## Work order a
In the theater review below, why have Frankie and Johnny been unable to flourish?

## Reading passage
========

By implication, McNally questions the outcome of the sexual revolution, which is more apparent now than it was in the 1980s: People get overwhelmed, maybe even depressed, by the abundance of romantic options. Both Frankie and Johnny have been around the block a few times, yet have proven unable really to flourish because they haven’t been able to settle into a contented pattern. The fear of commitment is primarily associated with men, but after half a century of libertinism as an accepted standard, women have become suspicious of commitment as well. The proportion of restless, single, unhappy people continues to rise. People shy away from a deep personal connection at the same time they reduce sex to merely a pleasant (if they’re lucky) leisure activity. Johnny stands athwart this situation, yelling Stop.

McNally’s play is not quite profound but it is consistently funny and surprising — seated in front of me the other night, Stephen Sondheim chuckled merrily throughout. Its chief flaw is that, as the couple quarrel, things drag a bit in its second act. Including a 20-minute intermission, Frankie and Johnny runs two hours and 15 minutes, but it could have been tightened up to run perhaps 100 minutes with no intermission. Nevertheless, like its close cousin Burn This, another Broadway romcom featuring a somewhat reserved woman pursued by an absurdly candid and puppyishly affectionate man and also set in New York City in the 1980s, it makes for a smart, warm-hearted, robustly engaging evening at the theater.

========

(Segmentation mask data)
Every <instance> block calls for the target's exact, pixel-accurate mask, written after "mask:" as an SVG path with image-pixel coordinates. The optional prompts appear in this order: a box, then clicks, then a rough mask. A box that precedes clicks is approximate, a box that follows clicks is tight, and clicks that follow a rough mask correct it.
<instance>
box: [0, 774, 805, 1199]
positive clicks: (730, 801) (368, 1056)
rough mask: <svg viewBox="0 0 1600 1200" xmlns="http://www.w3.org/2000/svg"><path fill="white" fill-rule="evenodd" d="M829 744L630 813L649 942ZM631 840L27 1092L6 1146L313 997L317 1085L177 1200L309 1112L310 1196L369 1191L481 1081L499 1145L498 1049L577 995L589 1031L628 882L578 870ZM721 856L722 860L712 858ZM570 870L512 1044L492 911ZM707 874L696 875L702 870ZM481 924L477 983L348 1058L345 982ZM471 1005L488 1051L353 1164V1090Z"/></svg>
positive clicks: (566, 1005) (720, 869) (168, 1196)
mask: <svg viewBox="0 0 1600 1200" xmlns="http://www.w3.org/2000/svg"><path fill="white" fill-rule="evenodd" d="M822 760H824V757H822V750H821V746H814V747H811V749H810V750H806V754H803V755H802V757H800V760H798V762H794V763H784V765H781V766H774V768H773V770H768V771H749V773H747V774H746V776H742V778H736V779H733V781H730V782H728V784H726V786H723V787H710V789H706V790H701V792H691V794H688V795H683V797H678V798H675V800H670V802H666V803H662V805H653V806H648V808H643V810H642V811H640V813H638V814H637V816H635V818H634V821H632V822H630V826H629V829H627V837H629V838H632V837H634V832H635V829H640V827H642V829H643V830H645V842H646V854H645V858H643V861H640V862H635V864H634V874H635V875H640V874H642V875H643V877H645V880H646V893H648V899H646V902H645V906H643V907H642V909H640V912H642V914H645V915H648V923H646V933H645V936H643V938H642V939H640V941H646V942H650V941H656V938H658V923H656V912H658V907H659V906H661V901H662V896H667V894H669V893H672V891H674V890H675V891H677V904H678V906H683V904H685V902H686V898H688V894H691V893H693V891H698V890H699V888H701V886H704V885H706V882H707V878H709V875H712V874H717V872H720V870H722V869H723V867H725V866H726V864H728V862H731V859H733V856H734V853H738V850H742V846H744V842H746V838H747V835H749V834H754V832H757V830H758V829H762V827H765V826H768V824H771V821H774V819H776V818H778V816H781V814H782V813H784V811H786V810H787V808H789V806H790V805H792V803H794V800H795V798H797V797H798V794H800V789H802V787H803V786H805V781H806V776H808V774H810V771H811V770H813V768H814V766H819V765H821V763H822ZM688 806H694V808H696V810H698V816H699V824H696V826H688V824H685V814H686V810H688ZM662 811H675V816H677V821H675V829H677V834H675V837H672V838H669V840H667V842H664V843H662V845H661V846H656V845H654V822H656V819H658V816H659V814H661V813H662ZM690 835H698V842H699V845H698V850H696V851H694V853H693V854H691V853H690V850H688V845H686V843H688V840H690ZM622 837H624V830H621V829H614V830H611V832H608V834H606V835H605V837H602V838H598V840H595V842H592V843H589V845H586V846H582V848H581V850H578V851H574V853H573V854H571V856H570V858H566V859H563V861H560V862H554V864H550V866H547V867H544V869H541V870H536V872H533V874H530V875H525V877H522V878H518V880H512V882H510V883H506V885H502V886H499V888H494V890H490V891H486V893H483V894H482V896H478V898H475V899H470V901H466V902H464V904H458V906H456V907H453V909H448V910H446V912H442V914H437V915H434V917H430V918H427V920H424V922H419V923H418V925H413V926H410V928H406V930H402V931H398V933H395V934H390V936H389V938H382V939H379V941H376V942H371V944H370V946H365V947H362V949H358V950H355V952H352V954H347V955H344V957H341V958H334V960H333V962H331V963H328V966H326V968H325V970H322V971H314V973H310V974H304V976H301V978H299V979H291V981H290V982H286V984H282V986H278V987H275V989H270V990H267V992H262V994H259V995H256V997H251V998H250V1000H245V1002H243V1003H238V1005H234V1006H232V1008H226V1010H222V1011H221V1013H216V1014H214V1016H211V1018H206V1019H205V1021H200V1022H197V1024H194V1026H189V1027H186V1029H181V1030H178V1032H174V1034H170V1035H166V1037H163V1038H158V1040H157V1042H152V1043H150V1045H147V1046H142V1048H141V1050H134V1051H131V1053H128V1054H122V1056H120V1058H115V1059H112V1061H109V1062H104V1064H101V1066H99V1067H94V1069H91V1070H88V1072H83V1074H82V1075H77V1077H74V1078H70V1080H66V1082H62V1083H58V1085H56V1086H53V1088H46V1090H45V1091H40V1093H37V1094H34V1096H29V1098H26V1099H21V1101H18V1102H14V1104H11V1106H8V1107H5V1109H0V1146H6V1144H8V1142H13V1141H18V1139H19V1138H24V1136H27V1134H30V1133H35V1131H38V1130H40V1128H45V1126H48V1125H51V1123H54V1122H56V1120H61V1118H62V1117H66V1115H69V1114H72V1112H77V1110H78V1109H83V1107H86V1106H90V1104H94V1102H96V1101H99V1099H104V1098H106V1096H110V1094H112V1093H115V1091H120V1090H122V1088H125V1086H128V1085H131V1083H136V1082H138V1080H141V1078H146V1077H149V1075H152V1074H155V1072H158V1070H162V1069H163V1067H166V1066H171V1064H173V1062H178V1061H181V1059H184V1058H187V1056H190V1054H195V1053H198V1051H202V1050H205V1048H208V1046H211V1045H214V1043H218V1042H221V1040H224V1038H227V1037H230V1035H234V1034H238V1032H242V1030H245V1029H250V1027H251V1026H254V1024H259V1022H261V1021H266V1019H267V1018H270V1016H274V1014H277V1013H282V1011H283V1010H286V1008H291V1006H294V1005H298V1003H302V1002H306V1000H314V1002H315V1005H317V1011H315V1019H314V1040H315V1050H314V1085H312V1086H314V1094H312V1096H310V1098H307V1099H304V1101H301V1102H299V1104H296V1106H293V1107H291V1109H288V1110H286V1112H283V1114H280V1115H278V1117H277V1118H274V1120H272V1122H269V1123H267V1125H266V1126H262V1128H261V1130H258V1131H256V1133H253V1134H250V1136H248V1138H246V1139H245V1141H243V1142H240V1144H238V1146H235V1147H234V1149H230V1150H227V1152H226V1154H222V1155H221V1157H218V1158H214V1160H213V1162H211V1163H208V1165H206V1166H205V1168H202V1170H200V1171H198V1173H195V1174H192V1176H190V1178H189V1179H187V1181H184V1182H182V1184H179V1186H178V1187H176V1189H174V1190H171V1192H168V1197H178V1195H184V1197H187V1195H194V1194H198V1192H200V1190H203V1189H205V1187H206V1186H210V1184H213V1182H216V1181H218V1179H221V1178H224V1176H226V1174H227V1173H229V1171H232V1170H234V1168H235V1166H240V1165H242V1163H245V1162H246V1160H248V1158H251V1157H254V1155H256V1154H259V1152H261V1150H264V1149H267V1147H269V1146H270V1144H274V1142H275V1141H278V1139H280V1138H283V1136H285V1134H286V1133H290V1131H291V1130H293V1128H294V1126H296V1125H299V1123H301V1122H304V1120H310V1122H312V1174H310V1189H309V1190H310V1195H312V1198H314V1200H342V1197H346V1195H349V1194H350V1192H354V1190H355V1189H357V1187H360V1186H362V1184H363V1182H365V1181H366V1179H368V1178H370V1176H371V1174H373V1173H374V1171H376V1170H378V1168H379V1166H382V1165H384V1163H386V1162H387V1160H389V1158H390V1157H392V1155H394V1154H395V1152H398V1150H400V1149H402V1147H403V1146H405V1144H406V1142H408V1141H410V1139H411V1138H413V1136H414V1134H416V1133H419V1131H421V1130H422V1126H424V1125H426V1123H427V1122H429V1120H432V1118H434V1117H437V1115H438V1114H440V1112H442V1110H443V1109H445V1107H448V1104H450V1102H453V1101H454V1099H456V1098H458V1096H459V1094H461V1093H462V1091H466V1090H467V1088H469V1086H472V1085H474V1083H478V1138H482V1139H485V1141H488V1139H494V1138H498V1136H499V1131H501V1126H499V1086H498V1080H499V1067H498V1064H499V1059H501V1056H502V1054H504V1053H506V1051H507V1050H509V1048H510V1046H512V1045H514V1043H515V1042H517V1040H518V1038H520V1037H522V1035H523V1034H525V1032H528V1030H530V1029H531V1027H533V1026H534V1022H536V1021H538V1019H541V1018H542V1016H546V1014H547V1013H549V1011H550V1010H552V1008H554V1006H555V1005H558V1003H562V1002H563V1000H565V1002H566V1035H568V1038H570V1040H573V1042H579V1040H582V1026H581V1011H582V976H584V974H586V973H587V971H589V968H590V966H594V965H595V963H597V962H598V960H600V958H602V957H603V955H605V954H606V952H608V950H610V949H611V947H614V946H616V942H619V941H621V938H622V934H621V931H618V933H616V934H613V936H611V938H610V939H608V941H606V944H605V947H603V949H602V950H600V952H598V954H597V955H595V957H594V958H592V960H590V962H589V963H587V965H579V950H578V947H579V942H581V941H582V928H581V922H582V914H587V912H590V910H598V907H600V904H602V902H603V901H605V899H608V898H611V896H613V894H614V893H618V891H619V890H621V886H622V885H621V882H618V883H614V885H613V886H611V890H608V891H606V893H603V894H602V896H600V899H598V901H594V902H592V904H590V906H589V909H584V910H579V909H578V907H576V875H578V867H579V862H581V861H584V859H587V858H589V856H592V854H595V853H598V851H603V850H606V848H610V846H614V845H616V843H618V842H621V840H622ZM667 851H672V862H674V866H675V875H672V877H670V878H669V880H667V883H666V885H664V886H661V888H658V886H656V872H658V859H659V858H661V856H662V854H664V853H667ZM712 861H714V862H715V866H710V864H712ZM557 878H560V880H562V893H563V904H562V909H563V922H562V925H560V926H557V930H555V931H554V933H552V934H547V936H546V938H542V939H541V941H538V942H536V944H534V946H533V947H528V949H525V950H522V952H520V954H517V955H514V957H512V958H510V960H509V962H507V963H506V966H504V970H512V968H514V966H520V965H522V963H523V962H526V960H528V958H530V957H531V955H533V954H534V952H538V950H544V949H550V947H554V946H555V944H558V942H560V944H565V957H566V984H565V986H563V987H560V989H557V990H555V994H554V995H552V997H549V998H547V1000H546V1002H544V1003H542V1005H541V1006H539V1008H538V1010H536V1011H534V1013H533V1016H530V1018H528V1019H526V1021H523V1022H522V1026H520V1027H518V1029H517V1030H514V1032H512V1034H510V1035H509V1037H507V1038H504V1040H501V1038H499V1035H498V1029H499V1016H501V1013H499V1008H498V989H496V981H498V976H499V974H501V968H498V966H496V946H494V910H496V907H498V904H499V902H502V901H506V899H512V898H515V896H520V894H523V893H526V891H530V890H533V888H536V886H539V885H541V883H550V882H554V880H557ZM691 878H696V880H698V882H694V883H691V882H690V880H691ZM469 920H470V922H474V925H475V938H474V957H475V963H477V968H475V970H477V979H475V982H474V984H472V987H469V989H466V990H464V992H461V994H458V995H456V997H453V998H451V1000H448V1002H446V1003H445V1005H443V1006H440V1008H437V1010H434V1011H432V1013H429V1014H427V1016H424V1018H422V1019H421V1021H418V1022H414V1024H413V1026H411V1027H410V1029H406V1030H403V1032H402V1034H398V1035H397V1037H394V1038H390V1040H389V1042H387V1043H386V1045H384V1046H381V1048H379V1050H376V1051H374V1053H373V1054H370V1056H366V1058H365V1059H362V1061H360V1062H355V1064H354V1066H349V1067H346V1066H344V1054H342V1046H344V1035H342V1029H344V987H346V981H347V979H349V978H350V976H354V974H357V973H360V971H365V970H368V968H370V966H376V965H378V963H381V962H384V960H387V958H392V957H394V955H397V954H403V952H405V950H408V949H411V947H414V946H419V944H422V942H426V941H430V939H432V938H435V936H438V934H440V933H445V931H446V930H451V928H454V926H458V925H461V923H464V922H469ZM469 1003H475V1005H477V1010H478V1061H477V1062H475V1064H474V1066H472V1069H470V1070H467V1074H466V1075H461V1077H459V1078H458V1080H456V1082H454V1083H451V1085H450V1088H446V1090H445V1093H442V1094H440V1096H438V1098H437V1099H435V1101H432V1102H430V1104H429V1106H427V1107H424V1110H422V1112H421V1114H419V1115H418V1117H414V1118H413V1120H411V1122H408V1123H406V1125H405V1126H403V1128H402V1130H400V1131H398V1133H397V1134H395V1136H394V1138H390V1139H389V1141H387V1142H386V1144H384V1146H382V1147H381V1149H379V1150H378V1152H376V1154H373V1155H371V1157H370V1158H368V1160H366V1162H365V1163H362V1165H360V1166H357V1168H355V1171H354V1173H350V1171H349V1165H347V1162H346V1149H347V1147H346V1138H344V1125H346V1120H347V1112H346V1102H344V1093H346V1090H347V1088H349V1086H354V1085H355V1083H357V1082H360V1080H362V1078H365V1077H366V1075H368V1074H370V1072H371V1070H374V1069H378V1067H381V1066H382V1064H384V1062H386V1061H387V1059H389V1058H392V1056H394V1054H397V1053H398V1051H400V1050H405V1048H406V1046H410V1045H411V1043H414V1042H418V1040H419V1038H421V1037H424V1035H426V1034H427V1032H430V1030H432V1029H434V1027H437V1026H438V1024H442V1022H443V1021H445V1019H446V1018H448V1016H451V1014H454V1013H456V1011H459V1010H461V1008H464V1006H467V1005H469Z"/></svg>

========

## Work order b
Copy out the records above, everything from their start down to the line containing "positive clicks: (566, 1005)", both ends included.

## Written reply a
They haven't been able to settle into a contented pattern, even though both have been around the block a few times.

## Written reply b
Every <instance> block calls for the target's exact, pixel-accurate mask, written after "mask:" as an SVG path with image-pixel coordinates. The optional prompts appear in this order: a box, then clicks, then a rough mask. A box that precedes clicks is approximate, a box that follows clicks is tight, and clicks that follow a rough mask correct it.
<instance>
box: [0, 774, 805, 1199]
positive clicks: (730, 801) (368, 1056)
rough mask: <svg viewBox="0 0 1600 1200" xmlns="http://www.w3.org/2000/svg"><path fill="white" fill-rule="evenodd" d="M829 744L630 813L649 942ZM631 840L27 1092L6 1146L313 997L317 1085L177 1200L309 1112L310 1196L369 1191L481 1081L499 1145L498 1049L577 995L589 1031L628 882L578 870ZM721 856L722 860L712 858ZM570 870L512 1044L492 911ZM707 874L696 875L702 870ZM481 924L477 983L348 1058L345 982ZM471 1005L488 1051L353 1164V1090Z"/></svg>
positive clicks: (566, 1005) (720, 869) (168, 1196)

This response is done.